Фрагмент страницы:
18. Партийный штрих

Болеслав Вольтер
Этот штрих в моей жизни растянулся более, чем на два десятилетия. Столько понадобилось лет, чтобы окончательно разобраться с коммунизмом и с КПСС. Начнем с начала.

 Когда отец вернулся из дальних принудительных сибирских странствий (1954г.), задал мне вопрос, почему я не вступаю в партию? Я ему ответил: «Пример твоей судьбы не вдохновляет меня на такой поступок». Он меня урезонил - это была трагическая ошибка и она исправлена. Отец простил партию за то, что та отняла у него 16 лет в самом расцвете жизненных сил. А мне не хотелось прощать. Ведь эта партия у нашей семьи изуродовала 16х4=64 года жизни. Конечно, мы были не самыми несчастными. У миллионов семей страдания были намного хлеще наших. Так разве можно это прощать?

 Хрущевская оттепель внушала надежду. Хотелось верить, что партия, осудив сталинские перегибы и преступления, станет другой. Реабилитация невинных жертв давала основания для такой веры, но основательно выкорчевывать сталиниаду Хрущев не стал. Разоблачая Сталина, он не отказался от коммунистической идеологии и тоталитарного правления.

Список материалов:
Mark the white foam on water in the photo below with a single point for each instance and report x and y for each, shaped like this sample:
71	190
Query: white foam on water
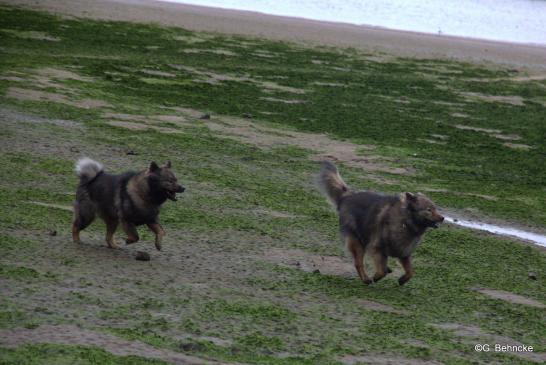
536	238
520	21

Задание A:
Выпишите все личные имена и фамилии людей из фрагмента страницы о партийном штрихе. Каждое дайте в начальной форме.
Задание B:
В каком году отец вернулся из сибирской ссылки, согласно фрагменту страницы?
Задание C:
Перепишите из фрагмента страницы без изменений часть, которая начинается словами «Болеслав Вольтер» и продолжается вплоть до слов «Начнем с начала.».

Полный ответ A:
Болеслав Вольтер, Хрущев, Сталин

Полный ответ B:
В 1954 году.

Полный ответ C:
Болеслав Вольтер
Этот штрих в моей жизни растянулся более, чем на два десятилетия. Столько понадобилось лет, чтобы окончательно разобраться с коммунизмом и с КПСС. Начнем с начала.